Исходный текст

И опять, как много раз, приходит в голову мысль: не есть ли коммунизм – истинная форма общественной жизни русского народа, не попали ли большевики в сущность русской народной души, не отольется ли в будущем русская жизнь именно в форме советской России, только очищенная от всех творящихся ныне пакостей и безобразий и облагороженная, и не будет ли это тем своим словом истины, которое, по завету славянофилов, Россия скажет Западу?.. Я много раз думала об этом, видя, как повсеместно укрепляется советская власть, и не везде даже с такими безобразиями, как у нас, в крупных городах.
В окончании беседы братец отошел в угол с иконами, прочел какие-то молитвы по книжечке (читает он плохо), и затем началось всеобщее целование его белой руки и с его стороны – благословение целующих. Это было хуже всего.
Когда братец удалился в соседнюю комнату, – а может быть, и совсем уехал, вернее, ушел другим ходом, – оставшиеся пропели еще несколько псалмов и под конец – славословие и многая лета братцу Михаилу. Напев этот был бодрый, радостный, веселый по темпу. Вообще, настроение у всех было приподнятое, веселое, праздничное, какое бывает у заутрени в пасхальную ночь. Недаром братец несколько раз поздравлял свою общину с праздником, он ею и чувствовался.
27/XII, понедельник. Оказывается, Модзалевский говорит, что «братцы» только недавно стали держать курс советской власти, что сначала они были против нее и подвергались преследованию, теперь же – наоборот, им покровительствуют в противовес церковному духовенству. И произошло это после того, как не удались переговоры власти с духовенством. Весной, кажется, было созвано совещание из представителей духовенства, на котором власть предложила священникам несколько пунктов для исполнения, из которых первое заключалось в том, чтобы: молиться в церквах за советскую власть, как и за прежнюю (теперь не молятся), и поддерживать в проповедях власть. Совещание в результате не привело ни к чему, но братцы с тех пор изменили курс, и некоторые стали даже восстановлять свою аудиторию против церкви. За Михаилом я этого не заметила.

Краткое задание
Продолжите текст о братце Михаиле и его общине, начав сразу после его последнего предложения.

Строки данных
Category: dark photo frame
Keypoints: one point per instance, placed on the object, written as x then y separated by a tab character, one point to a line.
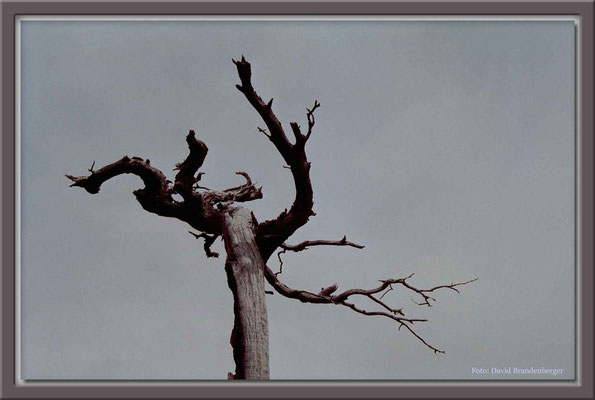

Ответ на задание
28/XII, вторник. Какие-то тучи висят в воздухе Академии, что-то надвигается. Давно уже Апатов – правитель дел, заменивший с прошлого года Штакельберга, и поныне заключенного в Москве (теперь хоть в концентрационном лагере), – был мне крайне противен и внушал всякие подозрения136. Теперь он уходит из Академии, по какой причине – неизвестно (мне); один из канцеляристов, тоже дрянь порядочная, распускает слухи о каких-то злоупотреблениях, даже об уголовщине. Это бы меня не удивило, но он вмешивает при этом в дело такое лицо из числа академиков, покровительствующих Апатову, что я отказываюсь после этого верить в справедливость обвинения даже Апатова.
Во всяком случае, чувствуется во всем что-то скверное, какая-то грязь, какой никогда прежде не бывало в Академии.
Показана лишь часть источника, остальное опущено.